* WORK REQUIRED *
Transcribe all of the records word for word, but omit the pictures.

* RECORDS SUPPLIED *
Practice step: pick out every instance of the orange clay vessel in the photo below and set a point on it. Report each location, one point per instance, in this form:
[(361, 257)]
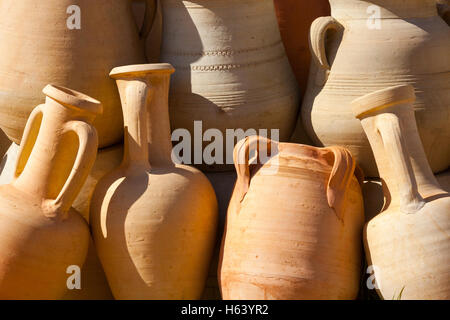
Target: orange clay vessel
[(74, 43), (294, 224), (153, 222), (40, 234), (408, 243), (366, 46)]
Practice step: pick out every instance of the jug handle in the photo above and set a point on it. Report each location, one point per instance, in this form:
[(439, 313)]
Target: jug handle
[(341, 175), (390, 129), (28, 139), (84, 161), (241, 158), (317, 34)]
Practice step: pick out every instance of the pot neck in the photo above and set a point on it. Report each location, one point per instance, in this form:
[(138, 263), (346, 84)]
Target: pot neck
[(389, 9), (146, 119)]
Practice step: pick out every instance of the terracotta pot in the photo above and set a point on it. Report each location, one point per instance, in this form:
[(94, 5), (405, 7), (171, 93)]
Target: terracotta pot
[(354, 57), (153, 222), (227, 78), (408, 242), (4, 143), (77, 58), (294, 19), (41, 234), (294, 224)]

* ANSWER BOX *
Practice step: pick out every instance of the orange clay vessel in the photo below and set a point on it. Report each location, one point per instance, in this form:
[(361, 257)]
Target: orange clay vessel
[(74, 43), (294, 224), (153, 222), (40, 234), (408, 243), (366, 46)]
Practice step: pick out every instance of the jug handle in the photo above and set a point on it. Report each location, one point per instance, in this form:
[(439, 313)]
Target: jug handle
[(341, 175), (390, 129), (28, 139), (84, 161), (241, 158), (317, 34)]
Practice step: pick out every instance of the pot neck in the photo above and set a point on it. Report each location, one point per instance, in this form:
[(138, 263), (346, 84)]
Target: pot neck
[(389, 9), (146, 119)]
Practice step: pick out every instance of the terracotta pot in the photo above and set a point on it. Report each location, one point per instance, in this form:
[(94, 5), (405, 7), (171, 93)]
Target: terracotta pot
[(354, 57), (153, 222), (227, 78), (408, 242), (4, 143), (77, 58), (294, 19), (41, 234), (294, 224)]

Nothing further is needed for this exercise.